▶ **Исходный текст**
-=-=-=-=-
Лепить «Труженика» было нелегко — впервые Шадр сталкивался с проблемой показа лежащей фигуры, еще только перешедшей границу жизни и смерти. Не помогал и натурщик — он мог изобразить отдыхающего или спящего человека, но не умершего. Шадр присматривался к тому, как лежат уставшие люди, как лежат больные. В первом случае — налитая тяжесть отдавшихся покою мускулов, во втором — их слабость, бессилие. Каковы же они не у мертвеца, уже давно застывшего, но у того, который только-только погрузился в вечный сон? И можно ли в такой мышечной расслабленности показать, характер живого человека? Не станет ли его работа чем-то вроде механически снятой посмертной маски?

Как и в том случае, когда он лепил в Колонном зале посмертный портрет В. И. Ленина, Шадр решает не подчеркивать признаков смерти. Его «Труженик» очень утомлен, изможден, и все-таки он скорее заснул, чем умер. «В человеке главное — жизнь, — говорил Шадр, — не смерть».

Работа над «Тружеником» шла куда труднее, чем над «Строителем», да и избранный скульптором материал — бетон — оказался неудачным: серо-грязная крупнозернистая поверхность его скрадывала пластические оттенки, нивелировала их, однообразила.

Мраморный «Строитель», установленный в зеленом скверике около Красных ворот, радовал сердца. Что ж! «Труженик» предназначен не для того, чтобы радоваться…

Шадр везет устанавливать его в московский крематорий и возвращается оттуда потрясенный: «Директор крематория похвалялся, что за три года существования крематория сожгли 38 тысяч человек. Для него это не люди, а перевыполнение плана. В результате крематорий совершенно лишен души: урны, какие-то купленные в комиссионных магазинах вазочки, и все это втиснуто в стены, как в аптечные шкафы. Теряется представление о человеке, опошляется память о нем. Конечно, в смысле гигиены крематорий лучше кладбища, но надо же уважать память людей!»
-=-=-=-=-
▶ **Условия заданий**
a. Пожалуйста, перепишите дословно фрагмент текста о скульптуре «Труженик» от слов «Как и в том» до слов «нивелировала их, однообразила.».
b. Из какого материала сделан «Труженик», согласно тексту о скульптуре «Труженик»?
c. Объясните по тексту о скульптуре «Труженик», почему выбранный скульптором материал оказался неудачным.
Записи здесь никак не используются.

(Записи из источника данных)
-=-=-=-=-
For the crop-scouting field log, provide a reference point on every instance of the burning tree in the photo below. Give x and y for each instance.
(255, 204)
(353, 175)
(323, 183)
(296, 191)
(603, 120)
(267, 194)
-=-=-=-=-
▶ **Ответы к заданиям**
a.
Как и в том случае, когда он лепил в Колонном зале посмертный портрет В. И. Ленина, Шадр решает не подчеркивать признаков смерти. Его «Труженик» очень утомлен, изможден, и все-таки он скорее заснул, чем умер. «В человеке главное — жизнь, — говорил Шадр, — не смерть».

Работа над «Тружеником» шла куда труднее, чем над «Строителем», да и избранный скульптором материал — бетон — оказался неудачным: серо-грязная крупнозернистая поверхность его скрадывала пластические оттенки, нивелировала их, однообразила.

b. Из бетона.

c. Серо-грязная крупнозернистая поверхность бетона скрадывала пластические оттенки. Она нивелировала их и делала однообразными.